### Verilen metin
########################################
Eğer kaba, katı yürekli olsaydın onlar çevrenden dağılır giderlerdi. Öyleyse
onları bağışla, onlar için bağışlanma dile ve iş konusunda onlarla müşavere et.
Eğer azmedersen artık Allah'a tevekkül et. Şüphesiz Allah, tevekkül edenleri
sever.
160- Eğer Allah size yardım ederse, artık sizi yenilgiye uğratacak
yoktur ve eğer sizi 'yapayalnız ve yardımsız' bırakacak olursa, ondan sonra
size yardım edecek kimdir? Öyleyse mü'minler, yalnızca Allah'a tevekkül
etsinler.
161- Hiç bir peygambere, emanete ihanet yaraşmaz. Kim ihanet
ederse, kıyamet günü ihanet ettiğiyle gelir. Sonra her nefis ne kazandıysa,
(ona) eksiksiz olarak ödenir. Onlar haksızlığa uğratılmazlar.
164- Andolsun ki Allah, mü'minlere, içlerinde kendilerinden onlara
bir peygamber göndermekle lütufta bulunmuştur. (Ki O) Onlara ayetlerini okuyor,
onları arındırıyor ve onlara Kitabı ve hikmeti öğretiyor. Ondan önce onlar
apaçık bir sapıklık içindeydiler.
165- (Onlara) İki misli uğrattığınız bir musibet size isabet edince
mi: 'Bu nereden' dediniz? De ki: 'O, sizin kendinizdendir.' Şüphesiz Allah,
herşeye güç yetirendir.
166- İki topluluğun karşı karşıya geldiği gün, size isabet eden
ancak Allah'ın izniyle idi. (Bu, Allah'ın) mü'minleri ayırdetmesi;
167- Münafıklık yapanları da belirtmesi içindi. Onlara: 'Gelin,
Allah'ın yolunda savaşın ya da savunma yapın' denildiğinde, 'Biz savaşmayı
bilseydik elbette sizi izlerdik' dediler. O gün onlar, imandan çok küfre daha
yakındılar. Kalplerinde olmayanı ağızlarıyla söylüyorlardı. Allah, onların
gizli tuttuklarını daha iyi bilir.
########################################
### Belirtilen hedef A
Listede "The service SHOULD place a point on the crowd" ifadesini içeren satırdan başlayıp listenin sonuna kadar giden satırları, her satır ayrı bir dize olacak şekilde bir JSON dizisine dönüştürün; boş satırları almayın.
Metin ve liste birbirinden bağımsız malzemelerdir.

Koordinat işaretleme listesi
########################################
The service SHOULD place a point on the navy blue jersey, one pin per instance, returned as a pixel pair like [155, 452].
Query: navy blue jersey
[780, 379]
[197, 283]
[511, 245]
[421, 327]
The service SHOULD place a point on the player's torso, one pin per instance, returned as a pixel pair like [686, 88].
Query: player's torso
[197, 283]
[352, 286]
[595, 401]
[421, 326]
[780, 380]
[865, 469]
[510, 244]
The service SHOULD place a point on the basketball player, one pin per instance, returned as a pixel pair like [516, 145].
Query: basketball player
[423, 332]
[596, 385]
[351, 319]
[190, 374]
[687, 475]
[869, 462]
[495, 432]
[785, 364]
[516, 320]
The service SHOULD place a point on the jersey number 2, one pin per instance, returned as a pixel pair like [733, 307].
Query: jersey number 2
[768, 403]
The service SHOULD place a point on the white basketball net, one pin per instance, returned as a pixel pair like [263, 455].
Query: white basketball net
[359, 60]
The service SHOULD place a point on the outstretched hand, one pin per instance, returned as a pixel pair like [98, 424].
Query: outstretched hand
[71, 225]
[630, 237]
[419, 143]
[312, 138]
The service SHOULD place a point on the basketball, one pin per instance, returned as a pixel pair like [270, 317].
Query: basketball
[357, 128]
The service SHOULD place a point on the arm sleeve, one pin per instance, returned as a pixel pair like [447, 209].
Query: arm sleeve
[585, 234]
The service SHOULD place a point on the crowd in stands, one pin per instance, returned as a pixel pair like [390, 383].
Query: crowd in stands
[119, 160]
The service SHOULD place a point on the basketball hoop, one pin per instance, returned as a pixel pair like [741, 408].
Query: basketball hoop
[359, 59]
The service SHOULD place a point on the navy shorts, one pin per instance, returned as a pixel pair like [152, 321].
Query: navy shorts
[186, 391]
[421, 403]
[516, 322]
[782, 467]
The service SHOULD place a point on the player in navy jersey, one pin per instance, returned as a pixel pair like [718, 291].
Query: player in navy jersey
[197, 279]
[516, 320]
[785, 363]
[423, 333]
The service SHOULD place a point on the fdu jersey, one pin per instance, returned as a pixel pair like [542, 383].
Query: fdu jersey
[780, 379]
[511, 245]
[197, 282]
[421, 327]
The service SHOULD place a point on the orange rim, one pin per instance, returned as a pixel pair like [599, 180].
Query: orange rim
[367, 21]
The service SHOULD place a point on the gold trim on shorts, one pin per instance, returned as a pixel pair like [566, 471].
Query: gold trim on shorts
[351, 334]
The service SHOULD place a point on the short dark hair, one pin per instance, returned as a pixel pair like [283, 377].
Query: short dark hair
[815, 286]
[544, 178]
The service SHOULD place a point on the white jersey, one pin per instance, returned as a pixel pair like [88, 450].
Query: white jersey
########################################
### Belirtilen hedef B
Verilen metne göre Allah kimleri sever?

### Doğru sonuç A
[
  "The service SHOULD place a point on the crowd in stands, one pin per instance, returned as a pixel pair like [390, 383].",
  "Query: crowd in stands",
  "[119, 160]",
  "The service SHOULD place a point on the basketball hoop, one pin per instance, returned as a pixel pair like [741, 408].",
  "Query: basketball hoop",
  "[359, 59]",
  "The service SHOULD place a point on the navy shorts, one pin per instance, returned as a pixel pair like [152, 321].",
  "Query: navy shorts",
  "[186, 391]",
  "[421, 403]",
  "[516, 322]",
  "[782, 467]",
  "The service SHOULD place a point on the player in navy jersey, one pin per instance, returned as a pixel pair like [718, 291].",
  "Query: player in navy jersey",
  "[197, 279]",
  "[516, 320]",
  "[785, 363]",
  "[423, 333]",
  "The service SHOULD place a point on the fdu jersey, one pin per instance, returned as a pixel pair like [542, 383].",
  "Query: fdu jersey",
  "[780, 379]",
  "[511, 245]",
  "[197, 282]",
  "[421, 327]",
  "The service SHOULD place a point on the orange rim, one pin per instance, returned as a pixel pair like [599, 180].",
  "Query: orange rim",
  "[367, 21]",
  "The service SHOULD place a point on the gold trim on shorts, one pin per instance, returned as a pixel pair like [566, 471].",
  "Query: gold trim on shorts",
  "[351, 334]",
  "The service SHOULD place a point on the short dark hair, one pin per instance, returned as a pixel pair like [283, 377].",
  "Query: short dark hair",
  "[815, 286]",
  "[544, 178]",
  "The service SHOULD place a point on the white jersey, one pin per instance, returned as a pixel pair like [88, 450].",
  "Query: white jersey"
]

### Doğru sonuç B
Allah, tevekkül edenleri sever.